(The problem) What this exercise requires is a verbatim reproduction of the data below.

-- Opening Marker --

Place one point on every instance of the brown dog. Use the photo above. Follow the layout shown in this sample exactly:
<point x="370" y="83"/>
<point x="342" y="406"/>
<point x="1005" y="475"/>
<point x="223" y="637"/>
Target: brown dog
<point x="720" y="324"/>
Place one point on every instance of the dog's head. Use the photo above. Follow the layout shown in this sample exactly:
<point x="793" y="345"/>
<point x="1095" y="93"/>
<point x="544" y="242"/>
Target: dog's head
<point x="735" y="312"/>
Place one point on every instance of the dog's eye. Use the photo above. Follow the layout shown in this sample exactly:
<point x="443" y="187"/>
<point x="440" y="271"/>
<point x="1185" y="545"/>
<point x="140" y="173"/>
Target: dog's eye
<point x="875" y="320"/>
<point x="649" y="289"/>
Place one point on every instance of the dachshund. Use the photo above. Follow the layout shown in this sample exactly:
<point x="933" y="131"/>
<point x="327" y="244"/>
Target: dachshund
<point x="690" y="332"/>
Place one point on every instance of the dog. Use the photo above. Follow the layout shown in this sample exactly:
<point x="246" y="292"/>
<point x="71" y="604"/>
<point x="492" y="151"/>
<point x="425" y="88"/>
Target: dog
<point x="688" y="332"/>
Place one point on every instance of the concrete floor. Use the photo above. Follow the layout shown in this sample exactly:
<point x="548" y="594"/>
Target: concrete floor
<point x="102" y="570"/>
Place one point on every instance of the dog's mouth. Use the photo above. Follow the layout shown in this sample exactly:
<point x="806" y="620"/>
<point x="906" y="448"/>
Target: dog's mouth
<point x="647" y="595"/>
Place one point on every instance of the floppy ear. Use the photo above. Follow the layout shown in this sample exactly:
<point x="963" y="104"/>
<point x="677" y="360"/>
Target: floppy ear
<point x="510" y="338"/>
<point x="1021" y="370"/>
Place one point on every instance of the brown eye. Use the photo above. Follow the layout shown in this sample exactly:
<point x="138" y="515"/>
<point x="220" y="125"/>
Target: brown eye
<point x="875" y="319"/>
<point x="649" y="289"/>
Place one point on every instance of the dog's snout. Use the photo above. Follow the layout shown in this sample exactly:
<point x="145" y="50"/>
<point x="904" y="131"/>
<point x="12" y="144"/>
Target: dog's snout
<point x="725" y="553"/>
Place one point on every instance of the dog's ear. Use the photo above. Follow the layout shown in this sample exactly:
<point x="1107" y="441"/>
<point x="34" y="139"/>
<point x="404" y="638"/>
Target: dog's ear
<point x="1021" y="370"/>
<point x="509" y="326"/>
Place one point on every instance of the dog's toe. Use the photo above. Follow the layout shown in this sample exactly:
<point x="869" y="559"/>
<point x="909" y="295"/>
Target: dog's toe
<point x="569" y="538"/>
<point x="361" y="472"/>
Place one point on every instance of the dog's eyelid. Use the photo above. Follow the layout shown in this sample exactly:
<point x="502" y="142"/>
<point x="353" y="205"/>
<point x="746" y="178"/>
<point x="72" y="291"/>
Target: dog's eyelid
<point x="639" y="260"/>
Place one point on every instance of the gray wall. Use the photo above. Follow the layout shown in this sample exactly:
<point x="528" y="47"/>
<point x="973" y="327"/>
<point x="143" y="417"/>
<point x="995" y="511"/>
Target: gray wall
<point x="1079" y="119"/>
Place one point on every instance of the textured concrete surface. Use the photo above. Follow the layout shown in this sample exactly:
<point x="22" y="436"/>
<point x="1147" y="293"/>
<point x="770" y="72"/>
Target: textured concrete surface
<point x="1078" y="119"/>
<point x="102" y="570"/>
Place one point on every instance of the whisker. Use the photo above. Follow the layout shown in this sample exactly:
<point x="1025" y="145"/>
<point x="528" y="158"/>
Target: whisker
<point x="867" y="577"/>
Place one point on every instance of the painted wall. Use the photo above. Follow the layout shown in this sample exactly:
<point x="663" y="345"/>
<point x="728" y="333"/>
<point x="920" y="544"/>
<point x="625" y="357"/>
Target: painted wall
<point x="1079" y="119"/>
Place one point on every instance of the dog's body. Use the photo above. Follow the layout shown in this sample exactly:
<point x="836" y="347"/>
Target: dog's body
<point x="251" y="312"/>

-- Closing Marker --

(Reply to the exercise)
Place one point on every instance of the brown dog. Use the photo above. Follow the layout shown in this sample exactly:
<point x="370" y="83"/>
<point x="342" y="406"/>
<point x="1005" y="475"/>
<point x="223" y="637"/>
Target: brown dog
<point x="720" y="324"/>
Place one point on every instance of the dog's head. Use the photo above. Follow the layout shown in this sample exactly:
<point x="793" y="345"/>
<point x="1095" y="93"/>
<point x="544" y="242"/>
Target: dog's head
<point x="735" y="312"/>
Place one point on every instance of the dog's eye. Use the photo above. Follow the layout shown in this sample exactly:
<point x="443" y="187"/>
<point x="440" y="271"/>
<point x="1185" y="545"/>
<point x="140" y="173"/>
Target: dog's eye
<point x="875" y="320"/>
<point x="649" y="289"/>
Place one point on every instance of the dachshund. Use the photo above. Follow the layout shown in this sample exactly:
<point x="933" y="131"/>
<point x="327" y="244"/>
Target: dachshund
<point x="690" y="332"/>
Place one point on every instance of the dog. Use the photo above. Follow the layout shown in this sample exactly:
<point x="246" y="292"/>
<point x="71" y="604"/>
<point x="492" y="151"/>
<point x="425" y="88"/>
Target: dog
<point x="688" y="332"/>
Place one point on every instance of the concrete floor. Use the photo above. Follow the layout shown in this sample exactly:
<point x="548" y="594"/>
Target: concrete floor
<point x="102" y="570"/>
Place one point on every instance of the dog's mouth. Use the photo above. Follow the layout shown in this sample exactly:
<point x="806" y="620"/>
<point x="906" y="448"/>
Target: dog's mouth
<point x="647" y="595"/>
Place one point on every instance of the floppy ear. Use the photo above. Follow the layout shown in this sample exactly:
<point x="963" y="104"/>
<point x="677" y="360"/>
Target: floppy ear
<point x="510" y="338"/>
<point x="1021" y="370"/>
Place one point on every instance of the brown eye. Use the photo above. Follow the layout shown in this sample exactly:
<point x="138" y="515"/>
<point x="220" y="125"/>
Target: brown eye
<point x="875" y="319"/>
<point x="649" y="289"/>
Place one point on every instance of the dog's snout. Use the photo above. Follow the layout shown in this sample exactly:
<point x="145" y="50"/>
<point x="904" y="131"/>
<point x="12" y="144"/>
Target: dog's snout
<point x="725" y="553"/>
Place one point on every instance of the dog's ear. Use the photo above. Follow the layout shown in this sample exactly:
<point x="1107" y="441"/>
<point x="34" y="139"/>
<point x="404" y="638"/>
Target: dog's ear
<point x="1021" y="370"/>
<point x="509" y="326"/>
Place one point on every instance of the dog's toe. Use the photo above. Follow the layout shown in this sample exactly:
<point x="869" y="559"/>
<point x="909" y="295"/>
Target: dog's toe
<point x="569" y="538"/>
<point x="361" y="472"/>
Place one point on every instance of the dog's eyelid. Use the photo above. Follow the layout shown in this sample exactly:
<point x="502" y="142"/>
<point x="353" y="205"/>
<point x="746" y="178"/>
<point x="72" y="291"/>
Target: dog's eyelid
<point x="639" y="260"/>
Place one point on every instance of the gray wall. Use the photo above. Follow the layout shown in this sample exactly:
<point x="528" y="47"/>
<point x="973" y="327"/>
<point x="143" y="417"/>
<point x="995" y="511"/>
Target: gray wall
<point x="1079" y="119"/>
Place one point on every instance of the textured concrete surface. Use the photo above. Follow the layout shown in this sample exactly:
<point x="22" y="436"/>
<point x="1147" y="293"/>
<point x="770" y="72"/>
Target: textured concrete surface
<point x="1078" y="119"/>
<point x="102" y="570"/>
Place one point on every instance of the whisker. Use the photo above. Follow the layout shown in this sample exactly:
<point x="1025" y="145"/>
<point x="528" y="158"/>
Target: whisker
<point x="867" y="577"/>
Place one point on every instance of the painted wall. Use the photo above. Follow the layout shown in this sample exactly:
<point x="663" y="345"/>
<point x="728" y="333"/>
<point x="920" y="544"/>
<point x="625" y="357"/>
Target: painted wall
<point x="1079" y="119"/>
Place one point on every instance of the dog's body. Use the photo above. Follow the layout shown in this sample exactly:
<point x="836" y="347"/>
Target: dog's body
<point x="251" y="312"/>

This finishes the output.